### PAGE EXCERPT
Masses for the dead in the United States were said throughout
Europe in the days after September 11th, and the piece uses ambient
sound and found pieces of story to approach the subject of how
truly complicated these events are, both contemporarily and historically.
Picasso said, "Wars
end. Hostilities go on forever." But
in this story, we find there is an equally powerful bond between
those who have survived terror—and their compassion for each other
also endures.
Co-authored with Russell Martin, Kissing the Ground is a story about real love in the trenches. It’s about the painful upheaval and dramatic transformation that are often required by the choice to live life with passion. The couple join their lives word-by-word through a shared love of language and the lively art of storytelling--as they share their histories and the hidden longing that forges their connection.
For young audiences
The true story told in The Mysteries of Beethoven’s Hair takes middle-grade readers into the worlds of music, history, and science with startling revelations and a real life mystery solved. Written by Lydia Nibley and Russell Martin, the book is scheduled for publication by Charlesbridge in 2009.
Under the pseudonym Dia Valentine, Lydia Nibley writes books for the runny nosed set. Recent picture book titles include The Wave, Your Own Strong Song, Belle's Elephant, and The Hippopotamus and the Soda Cracker Tree.

### INSTRUCTIONS FOR THE TASK
Quote the excerpt about Lydia Nibley's writing from "Co-authored with Russell" up to and including "Charlesbridge in 2009.". The entries are not needed for the work.

### Stored data entries

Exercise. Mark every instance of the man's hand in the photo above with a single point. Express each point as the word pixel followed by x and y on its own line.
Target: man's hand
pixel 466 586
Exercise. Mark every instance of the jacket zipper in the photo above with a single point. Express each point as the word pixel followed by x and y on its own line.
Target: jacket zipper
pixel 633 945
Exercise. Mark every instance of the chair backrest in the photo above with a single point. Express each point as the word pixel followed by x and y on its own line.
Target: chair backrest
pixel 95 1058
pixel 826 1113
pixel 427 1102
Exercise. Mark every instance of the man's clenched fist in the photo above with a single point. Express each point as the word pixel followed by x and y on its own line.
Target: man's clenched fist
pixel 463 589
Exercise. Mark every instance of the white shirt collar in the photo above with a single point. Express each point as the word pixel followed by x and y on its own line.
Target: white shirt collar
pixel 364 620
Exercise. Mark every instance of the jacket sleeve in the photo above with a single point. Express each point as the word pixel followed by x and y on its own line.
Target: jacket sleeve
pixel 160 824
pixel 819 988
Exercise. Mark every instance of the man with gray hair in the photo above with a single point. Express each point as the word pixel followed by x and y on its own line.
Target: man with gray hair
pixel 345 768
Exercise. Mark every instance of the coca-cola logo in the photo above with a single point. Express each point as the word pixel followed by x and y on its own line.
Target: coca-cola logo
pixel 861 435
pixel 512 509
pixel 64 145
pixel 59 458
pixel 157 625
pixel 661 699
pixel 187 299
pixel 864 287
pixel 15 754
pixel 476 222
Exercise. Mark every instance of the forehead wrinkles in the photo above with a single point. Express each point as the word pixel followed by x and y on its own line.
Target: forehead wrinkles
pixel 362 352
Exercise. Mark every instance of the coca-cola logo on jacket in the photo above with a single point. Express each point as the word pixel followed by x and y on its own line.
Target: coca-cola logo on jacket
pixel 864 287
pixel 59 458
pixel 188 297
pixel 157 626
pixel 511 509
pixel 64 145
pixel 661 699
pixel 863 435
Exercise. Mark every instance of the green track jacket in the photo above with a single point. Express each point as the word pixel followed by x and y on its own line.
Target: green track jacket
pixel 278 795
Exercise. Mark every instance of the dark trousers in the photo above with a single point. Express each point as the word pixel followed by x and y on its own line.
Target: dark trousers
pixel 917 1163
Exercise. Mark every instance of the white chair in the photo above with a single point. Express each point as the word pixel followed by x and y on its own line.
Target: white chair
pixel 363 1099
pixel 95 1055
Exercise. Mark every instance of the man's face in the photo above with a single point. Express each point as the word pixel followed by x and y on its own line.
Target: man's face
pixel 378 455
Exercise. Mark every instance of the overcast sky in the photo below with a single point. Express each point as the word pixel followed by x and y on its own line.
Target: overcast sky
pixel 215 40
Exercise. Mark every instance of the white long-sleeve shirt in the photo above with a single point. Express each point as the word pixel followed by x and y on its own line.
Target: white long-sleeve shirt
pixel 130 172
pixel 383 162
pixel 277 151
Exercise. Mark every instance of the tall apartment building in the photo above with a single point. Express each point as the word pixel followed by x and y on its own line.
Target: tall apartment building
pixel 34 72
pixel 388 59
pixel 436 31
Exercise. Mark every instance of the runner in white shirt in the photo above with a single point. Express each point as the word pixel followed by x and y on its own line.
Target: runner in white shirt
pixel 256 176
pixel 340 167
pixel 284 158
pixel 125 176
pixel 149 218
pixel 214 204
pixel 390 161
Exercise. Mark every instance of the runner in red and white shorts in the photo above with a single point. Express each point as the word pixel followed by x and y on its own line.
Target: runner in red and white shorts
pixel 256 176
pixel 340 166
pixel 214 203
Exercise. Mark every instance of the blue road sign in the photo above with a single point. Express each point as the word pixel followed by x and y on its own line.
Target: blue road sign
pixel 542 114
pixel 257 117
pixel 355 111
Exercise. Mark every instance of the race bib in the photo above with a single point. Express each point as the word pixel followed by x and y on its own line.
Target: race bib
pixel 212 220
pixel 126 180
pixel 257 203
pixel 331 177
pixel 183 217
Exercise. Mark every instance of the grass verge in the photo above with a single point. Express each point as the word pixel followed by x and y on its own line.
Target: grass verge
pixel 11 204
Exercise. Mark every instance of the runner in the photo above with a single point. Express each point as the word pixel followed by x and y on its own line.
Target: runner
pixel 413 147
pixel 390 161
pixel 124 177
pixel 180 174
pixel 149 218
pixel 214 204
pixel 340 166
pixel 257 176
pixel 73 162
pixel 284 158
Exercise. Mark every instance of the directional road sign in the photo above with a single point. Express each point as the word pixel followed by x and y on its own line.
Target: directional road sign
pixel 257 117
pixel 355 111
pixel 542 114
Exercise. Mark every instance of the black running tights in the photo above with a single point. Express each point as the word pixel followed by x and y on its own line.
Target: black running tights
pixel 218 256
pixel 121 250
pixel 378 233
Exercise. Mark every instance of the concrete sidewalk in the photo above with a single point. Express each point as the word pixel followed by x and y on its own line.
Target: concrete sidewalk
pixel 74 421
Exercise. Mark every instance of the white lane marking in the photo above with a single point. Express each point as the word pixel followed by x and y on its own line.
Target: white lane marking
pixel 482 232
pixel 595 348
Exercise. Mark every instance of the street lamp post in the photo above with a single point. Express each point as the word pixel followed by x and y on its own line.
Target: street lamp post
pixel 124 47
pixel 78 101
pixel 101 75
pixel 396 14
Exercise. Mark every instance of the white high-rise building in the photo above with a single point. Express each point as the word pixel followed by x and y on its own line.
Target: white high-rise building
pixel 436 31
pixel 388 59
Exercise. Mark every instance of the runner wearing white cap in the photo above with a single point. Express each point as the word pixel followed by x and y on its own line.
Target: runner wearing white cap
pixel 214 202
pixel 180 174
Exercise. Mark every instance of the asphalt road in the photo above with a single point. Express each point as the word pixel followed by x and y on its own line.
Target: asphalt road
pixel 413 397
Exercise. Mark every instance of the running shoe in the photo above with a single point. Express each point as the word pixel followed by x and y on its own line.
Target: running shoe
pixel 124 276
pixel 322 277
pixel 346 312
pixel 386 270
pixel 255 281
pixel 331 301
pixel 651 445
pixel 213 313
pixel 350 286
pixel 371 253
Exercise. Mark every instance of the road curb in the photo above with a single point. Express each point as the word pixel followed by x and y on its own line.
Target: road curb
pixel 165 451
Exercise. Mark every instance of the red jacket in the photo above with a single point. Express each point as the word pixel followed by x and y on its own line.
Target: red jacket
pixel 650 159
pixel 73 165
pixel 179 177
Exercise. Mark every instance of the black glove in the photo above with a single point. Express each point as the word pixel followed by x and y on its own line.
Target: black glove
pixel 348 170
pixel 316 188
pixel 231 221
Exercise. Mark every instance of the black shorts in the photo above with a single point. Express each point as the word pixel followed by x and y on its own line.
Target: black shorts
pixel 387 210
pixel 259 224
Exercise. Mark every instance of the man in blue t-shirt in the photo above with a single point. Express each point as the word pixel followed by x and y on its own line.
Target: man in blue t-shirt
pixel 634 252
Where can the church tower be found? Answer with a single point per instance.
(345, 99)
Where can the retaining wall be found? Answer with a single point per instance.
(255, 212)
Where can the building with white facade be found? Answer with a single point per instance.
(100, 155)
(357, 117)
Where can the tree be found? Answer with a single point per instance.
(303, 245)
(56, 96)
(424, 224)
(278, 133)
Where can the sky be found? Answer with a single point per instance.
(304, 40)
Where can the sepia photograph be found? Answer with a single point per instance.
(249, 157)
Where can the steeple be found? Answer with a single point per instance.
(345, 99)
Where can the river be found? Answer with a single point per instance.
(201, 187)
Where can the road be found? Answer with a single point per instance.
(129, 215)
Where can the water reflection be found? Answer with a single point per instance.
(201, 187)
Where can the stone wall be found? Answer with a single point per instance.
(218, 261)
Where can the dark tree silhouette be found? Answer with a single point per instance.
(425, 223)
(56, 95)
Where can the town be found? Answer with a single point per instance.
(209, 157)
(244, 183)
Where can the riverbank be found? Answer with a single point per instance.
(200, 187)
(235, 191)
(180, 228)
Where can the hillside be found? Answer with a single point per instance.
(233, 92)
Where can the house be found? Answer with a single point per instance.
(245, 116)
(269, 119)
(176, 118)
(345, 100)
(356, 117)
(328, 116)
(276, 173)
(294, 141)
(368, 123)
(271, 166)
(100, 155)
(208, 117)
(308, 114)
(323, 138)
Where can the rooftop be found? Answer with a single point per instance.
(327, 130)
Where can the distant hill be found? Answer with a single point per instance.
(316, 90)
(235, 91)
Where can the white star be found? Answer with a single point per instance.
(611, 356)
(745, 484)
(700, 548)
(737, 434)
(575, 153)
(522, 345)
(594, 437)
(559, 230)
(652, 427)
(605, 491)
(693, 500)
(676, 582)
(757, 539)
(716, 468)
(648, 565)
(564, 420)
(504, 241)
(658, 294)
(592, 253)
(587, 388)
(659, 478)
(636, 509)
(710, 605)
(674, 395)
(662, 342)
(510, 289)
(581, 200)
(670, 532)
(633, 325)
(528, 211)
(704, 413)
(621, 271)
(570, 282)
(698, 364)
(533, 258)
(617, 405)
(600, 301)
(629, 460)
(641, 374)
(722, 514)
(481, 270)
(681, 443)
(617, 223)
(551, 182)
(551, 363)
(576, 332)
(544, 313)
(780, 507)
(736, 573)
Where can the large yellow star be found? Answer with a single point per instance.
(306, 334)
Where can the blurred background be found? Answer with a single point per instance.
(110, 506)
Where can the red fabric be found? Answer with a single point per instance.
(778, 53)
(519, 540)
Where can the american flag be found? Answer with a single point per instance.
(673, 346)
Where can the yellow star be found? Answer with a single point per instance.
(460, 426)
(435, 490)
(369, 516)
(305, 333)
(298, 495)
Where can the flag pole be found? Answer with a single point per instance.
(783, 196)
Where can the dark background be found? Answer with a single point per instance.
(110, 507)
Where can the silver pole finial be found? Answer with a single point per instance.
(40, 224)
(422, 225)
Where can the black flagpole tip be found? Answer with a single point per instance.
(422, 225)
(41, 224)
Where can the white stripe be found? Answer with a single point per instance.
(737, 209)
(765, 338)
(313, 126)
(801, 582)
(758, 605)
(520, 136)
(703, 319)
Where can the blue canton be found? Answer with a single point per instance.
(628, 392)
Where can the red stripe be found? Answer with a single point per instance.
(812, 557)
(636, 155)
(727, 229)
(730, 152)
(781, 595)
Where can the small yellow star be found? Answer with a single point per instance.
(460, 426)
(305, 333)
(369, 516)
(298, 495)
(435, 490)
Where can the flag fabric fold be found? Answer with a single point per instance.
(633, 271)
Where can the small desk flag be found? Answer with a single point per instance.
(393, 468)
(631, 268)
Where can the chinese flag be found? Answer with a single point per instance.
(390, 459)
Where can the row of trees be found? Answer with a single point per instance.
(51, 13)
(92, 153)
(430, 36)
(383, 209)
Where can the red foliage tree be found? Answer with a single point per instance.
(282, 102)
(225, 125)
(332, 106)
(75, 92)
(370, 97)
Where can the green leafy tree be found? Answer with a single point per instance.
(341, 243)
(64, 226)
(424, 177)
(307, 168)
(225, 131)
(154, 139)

### EXPECTED OUTPUT
Co-authored with Russell Martin, Kissing the Ground is a story about real love in the trenches. It’s about the painful upheaval and dramatic transformation that are often required by the choice to live life with passion. The couple join their lives word-by-word through a shared love of language and the lively art of storytelling--as they share their histories and the hidden longing that forges their connection.
For young audiences
The true story told in The Mysteries of Beethoven’s Hair takes middle-grade readers into the worlds of music, history, and science with startling revelations and a real life mystery solved. Written by Lydia Nibley and Russell Martin, the book is scheduled for publication by Charlesbridge in 2009.